TASK DIRECTIONS: Give all the items below again, substituting "one marker per instance" for every occurrence of "one dot per instance" and leaving everything else unchanged.

·····

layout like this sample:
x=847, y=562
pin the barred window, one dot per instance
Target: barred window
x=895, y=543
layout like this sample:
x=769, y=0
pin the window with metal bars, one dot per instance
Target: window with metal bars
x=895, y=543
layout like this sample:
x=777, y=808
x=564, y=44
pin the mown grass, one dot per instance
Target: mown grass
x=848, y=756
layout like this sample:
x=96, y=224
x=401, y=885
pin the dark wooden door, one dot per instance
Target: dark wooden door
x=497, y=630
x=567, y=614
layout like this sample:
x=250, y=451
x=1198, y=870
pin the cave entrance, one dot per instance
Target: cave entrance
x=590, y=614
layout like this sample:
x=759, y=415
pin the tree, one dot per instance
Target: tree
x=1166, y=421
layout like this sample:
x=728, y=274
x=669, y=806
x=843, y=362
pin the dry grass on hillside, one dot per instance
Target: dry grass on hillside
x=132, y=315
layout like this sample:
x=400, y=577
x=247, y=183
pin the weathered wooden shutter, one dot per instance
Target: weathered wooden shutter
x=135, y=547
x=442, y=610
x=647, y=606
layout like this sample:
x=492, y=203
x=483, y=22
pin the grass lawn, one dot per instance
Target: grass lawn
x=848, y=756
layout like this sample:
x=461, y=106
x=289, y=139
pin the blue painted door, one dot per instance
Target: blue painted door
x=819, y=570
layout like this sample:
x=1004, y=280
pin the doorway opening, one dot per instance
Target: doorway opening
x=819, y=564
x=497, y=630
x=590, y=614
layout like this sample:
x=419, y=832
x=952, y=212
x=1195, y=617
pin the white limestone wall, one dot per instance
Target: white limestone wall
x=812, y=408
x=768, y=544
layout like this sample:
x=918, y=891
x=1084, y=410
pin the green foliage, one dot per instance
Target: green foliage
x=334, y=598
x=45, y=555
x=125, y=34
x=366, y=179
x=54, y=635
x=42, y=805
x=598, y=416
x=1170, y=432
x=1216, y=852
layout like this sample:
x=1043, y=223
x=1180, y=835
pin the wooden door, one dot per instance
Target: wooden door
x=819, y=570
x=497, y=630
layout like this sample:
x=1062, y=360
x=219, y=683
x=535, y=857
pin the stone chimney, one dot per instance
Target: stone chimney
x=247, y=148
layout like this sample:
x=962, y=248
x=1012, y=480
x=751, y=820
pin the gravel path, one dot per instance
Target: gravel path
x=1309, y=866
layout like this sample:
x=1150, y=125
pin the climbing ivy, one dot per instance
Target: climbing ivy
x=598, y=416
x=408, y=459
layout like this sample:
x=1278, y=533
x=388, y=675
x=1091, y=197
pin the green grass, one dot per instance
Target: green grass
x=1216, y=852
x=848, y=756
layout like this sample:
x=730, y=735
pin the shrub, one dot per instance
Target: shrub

·····

SOLUTION TO THE PROBLEM:
layout like this sample:
x=847, y=562
pin the barred window, one marker per instance
Target: barred window
x=895, y=543
layout like this sample:
x=769, y=0
pin the window with metal bars, one marker per instance
Target: window with metal bars
x=895, y=543
layout like this sample:
x=777, y=808
x=564, y=44
pin the mown grass, one marker per instance
Target: mown grass
x=848, y=756
layout like this sample:
x=96, y=224
x=401, y=885
pin the dark wooden door, one marker per instance
Target: dark wooden door
x=497, y=630
x=567, y=614
layout like this sample:
x=250, y=451
x=1198, y=870
pin the cave entrance, one marker per instance
Target: cave entrance
x=590, y=614
layout like this sample:
x=759, y=415
pin the tree, one marker per instance
Target: tree
x=1166, y=421
layout like this sample:
x=728, y=274
x=669, y=806
x=843, y=362
pin the dry grass on hillside, one marker per instance
Target: dry grass on hillside
x=132, y=315
layout like this sample:
x=400, y=577
x=247, y=183
pin the weathered wooden shutter, one marker per instance
Target: weathered wooden shutter
x=135, y=547
x=442, y=610
x=647, y=606
layout like this sample:
x=492, y=203
x=483, y=22
pin the grass lawn, one marker per instance
Target: grass lawn
x=848, y=756
layout like this sample:
x=461, y=106
x=289, y=139
pin the blue painted door, one marker per instance
Target: blue painted door
x=819, y=570
layout like this sample:
x=1004, y=280
pin the doorway opening, one marker per instance
Target: doorway opening
x=819, y=564
x=497, y=630
x=590, y=614
layout like this sample:
x=419, y=832
x=952, y=212
x=1195, y=617
pin the white limestone wall, one marker per instance
Target: white limestone wall
x=812, y=408
x=768, y=544
layout like this sample:
x=918, y=891
x=1084, y=410
pin the green foliage, one marker per instance
Target: green foliage
x=334, y=598
x=45, y=555
x=125, y=34
x=366, y=179
x=54, y=635
x=42, y=805
x=598, y=416
x=1170, y=432
x=1216, y=852
layout like this sample:
x=1043, y=223
x=1180, y=835
pin the wooden door, one marker per instance
Target: wooden door
x=819, y=570
x=497, y=630
layout like this sample:
x=1062, y=360
x=219, y=683
x=535, y=857
pin the stone chimney, one marker per instance
Target: stone chimney
x=247, y=148
layout like this sample:
x=962, y=248
x=1012, y=480
x=751, y=820
pin the gravel path, one marker per instance
Target: gravel path
x=1309, y=866
layout like this sample:
x=1150, y=125
pin the climbing ivy, one marker per instance
Target: climbing ivy
x=598, y=416
x=408, y=459
layout like this sample:
x=1278, y=533
x=388, y=675
x=1091, y=197
pin the green grass, one marker per instance
Target: green grass
x=1216, y=852
x=848, y=756
layout like this sample:
x=730, y=735
pin the shrub, one marker per instance
Target: shrub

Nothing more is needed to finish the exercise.